■ **Prompt**
Find each line in the records below that contains the word "target" and copy it.

■ **Record list**

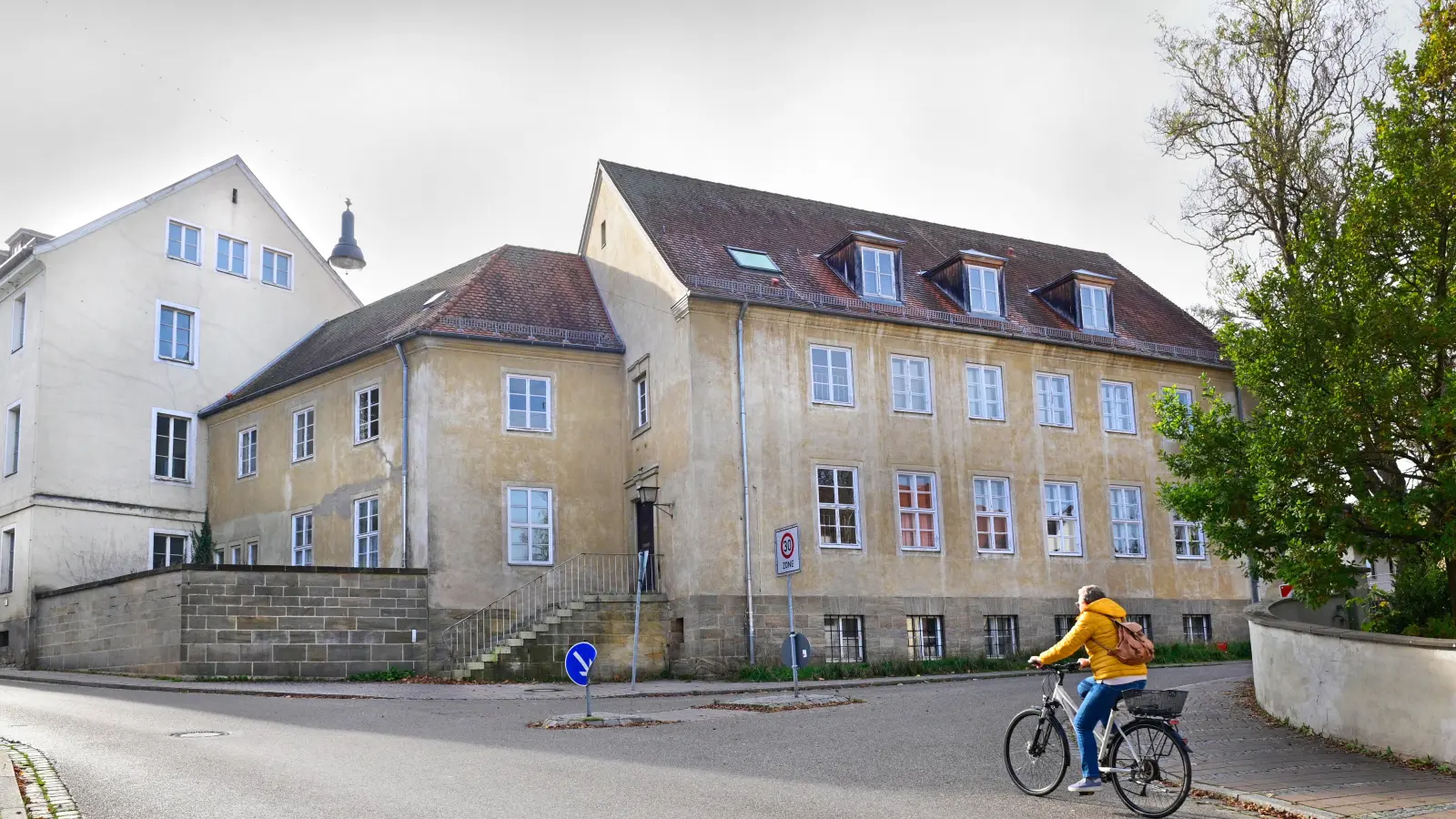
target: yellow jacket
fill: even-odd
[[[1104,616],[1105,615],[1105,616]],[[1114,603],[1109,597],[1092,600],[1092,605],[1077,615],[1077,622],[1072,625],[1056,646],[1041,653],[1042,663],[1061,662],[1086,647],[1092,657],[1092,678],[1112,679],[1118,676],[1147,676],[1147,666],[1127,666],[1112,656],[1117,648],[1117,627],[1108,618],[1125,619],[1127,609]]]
...
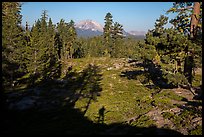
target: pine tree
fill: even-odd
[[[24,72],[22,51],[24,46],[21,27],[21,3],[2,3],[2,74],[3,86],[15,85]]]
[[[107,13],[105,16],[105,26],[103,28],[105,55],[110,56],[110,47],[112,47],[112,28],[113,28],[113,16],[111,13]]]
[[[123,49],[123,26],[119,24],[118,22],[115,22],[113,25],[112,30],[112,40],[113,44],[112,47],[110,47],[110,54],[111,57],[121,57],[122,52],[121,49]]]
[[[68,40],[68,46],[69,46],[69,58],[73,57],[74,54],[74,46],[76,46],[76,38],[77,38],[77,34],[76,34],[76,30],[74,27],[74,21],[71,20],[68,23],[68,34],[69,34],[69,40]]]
--
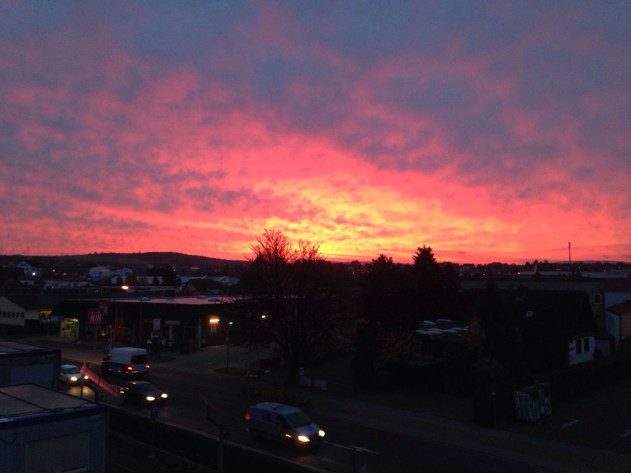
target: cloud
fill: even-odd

■ **Task solution**
target: yellow jacket
target: pine tree
target: cloud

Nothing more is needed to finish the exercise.